**Problema planteado:** Pasa todas las entradas siguientes a un CSV de dos columnas, "consigna" y "respuesta", con una fila por entrada. Pon el texto y la respuesta de cada una en un solo campo entre comillas, con los saltos de línea cambiados por espacios.

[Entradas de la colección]
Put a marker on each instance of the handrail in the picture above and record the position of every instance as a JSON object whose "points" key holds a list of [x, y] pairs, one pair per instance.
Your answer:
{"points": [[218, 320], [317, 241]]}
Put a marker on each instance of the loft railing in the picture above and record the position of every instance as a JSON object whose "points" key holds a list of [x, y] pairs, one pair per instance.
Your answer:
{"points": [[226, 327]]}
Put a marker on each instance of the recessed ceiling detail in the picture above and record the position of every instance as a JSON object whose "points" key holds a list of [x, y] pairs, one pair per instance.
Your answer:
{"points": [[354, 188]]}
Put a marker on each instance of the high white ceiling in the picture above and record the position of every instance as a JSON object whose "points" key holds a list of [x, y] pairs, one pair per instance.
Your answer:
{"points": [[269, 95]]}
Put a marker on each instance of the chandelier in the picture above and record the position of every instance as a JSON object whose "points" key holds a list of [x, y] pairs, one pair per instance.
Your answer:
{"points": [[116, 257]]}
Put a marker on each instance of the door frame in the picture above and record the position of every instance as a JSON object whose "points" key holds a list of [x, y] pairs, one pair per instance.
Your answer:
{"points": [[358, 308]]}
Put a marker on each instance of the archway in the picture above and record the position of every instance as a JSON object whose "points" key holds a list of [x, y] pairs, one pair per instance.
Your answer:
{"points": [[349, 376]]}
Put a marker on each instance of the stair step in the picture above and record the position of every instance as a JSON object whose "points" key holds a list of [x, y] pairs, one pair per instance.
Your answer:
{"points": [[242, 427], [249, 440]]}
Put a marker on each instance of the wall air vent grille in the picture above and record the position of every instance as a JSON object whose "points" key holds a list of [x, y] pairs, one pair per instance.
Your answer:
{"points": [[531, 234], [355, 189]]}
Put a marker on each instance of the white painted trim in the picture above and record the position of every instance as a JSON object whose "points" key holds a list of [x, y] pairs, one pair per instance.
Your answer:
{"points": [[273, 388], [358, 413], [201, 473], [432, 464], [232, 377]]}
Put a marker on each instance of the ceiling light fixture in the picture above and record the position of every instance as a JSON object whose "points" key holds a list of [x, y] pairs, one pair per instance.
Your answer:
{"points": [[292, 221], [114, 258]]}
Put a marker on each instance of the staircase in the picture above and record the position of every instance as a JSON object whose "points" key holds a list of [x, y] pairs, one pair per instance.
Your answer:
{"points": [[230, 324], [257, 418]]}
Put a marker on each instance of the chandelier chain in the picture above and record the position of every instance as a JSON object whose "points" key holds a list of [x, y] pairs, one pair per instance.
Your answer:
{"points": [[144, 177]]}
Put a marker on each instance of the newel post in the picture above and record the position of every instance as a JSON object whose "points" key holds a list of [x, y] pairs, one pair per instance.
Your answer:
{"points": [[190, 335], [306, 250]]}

**Respuesta resuelta:**
consigna,respuesta
"Put a marker on each instance of the handrail in the picture above and record the position of every instance as a JSON object whose ""points"" key holds a list of [x, y] pairs, one pair per instance. Your answer:","{""points"": [[218, 320], [317, 241]]}"
"Put a marker on each instance of the loft railing in the picture above and record the position of every instance as a JSON object whose ""points"" key holds a list of [x, y] pairs, one pair per instance. Your answer:","{""points"": [[226, 327]]}"
"Put a marker on each instance of the recessed ceiling detail in the picture above and record the position of every instance as a JSON object whose ""points"" key holds a list of [x, y] pairs, one pair per instance. Your answer:","{""points"": [[354, 188]]}"
"Put a marker on each instance of the high white ceiling in the picture above and record the position of every instance as a JSON object whose ""points"" key holds a list of [x, y] pairs, one pair per instance. Your answer:","{""points"": [[269, 95]]}"
"Put a marker on each instance of the chandelier in the picture above and record the position of every instance as a JSON object whose ""points"" key holds a list of [x, y] pairs, one pair per instance. Your answer:","{""points"": [[116, 257]]}"
"Put a marker on each instance of the door frame in the picture above and record the position of every instance as a JSON object whose ""points"" key holds a list of [x, y] pairs, one pair per instance. Your answer:","{""points"": [[358, 308]]}"
"Put a marker on each instance of the archway in the picture above and record the position of every instance as a JSON object whose ""points"" key holds a list of [x, y] pairs, one pair per instance. Your answer:","{""points"": [[349, 376]]}"
"Put a marker on each instance of the stair step in the picture above and record the position of every instance as a JSON object whose ""points"" key holds a list of [x, y] pairs, one pair per instance. Your answer:","{""points"": [[242, 427], [249, 440]]}"
"Put a marker on each instance of the wall air vent grille in the picture above and record the position of every instance as a JSON object whose ""points"" key holds a list of [x, y] pairs, one pair per instance. Your answer:","{""points"": [[531, 234], [355, 189]]}"
"Put a marker on each instance of the white painted trim in the picture above and record the position of every instance as a JSON object whose ""points"" key holds a list of [x, y] pairs, one pair per instance. Your answer:","{""points"": [[273, 388], [358, 413], [201, 473], [432, 464], [232, 377]]}"
"Put a marker on each instance of the ceiling light fixture in the picture above and record the position of every instance as a JSON object whose ""points"" key holds a list of [x, y] pairs, one pair per instance. Your answer:","{""points"": [[292, 221], [114, 258]]}"
"Put a marker on each instance of the staircase in the picture above and record the position of every instance as a JSON object whose ""points"" key holds a list of [x, y] pairs, one pair per instance. Your answer:","{""points"": [[230, 324], [257, 418]]}"
"Put a marker on each instance of the chandelier chain in the picture above and record the position of every instance as a JSON object whose ""points"" key holds a list of [x, y] pairs, one pair per instance. Your answer:","{""points"": [[144, 177]]}"
"Put a marker on each instance of the newel post in the picture above and record the position of every instance as a JSON object whose ""points"" key holds a list of [x, y] pairs, one pair per instance. Your answer:","{""points"": [[190, 335], [306, 250]]}"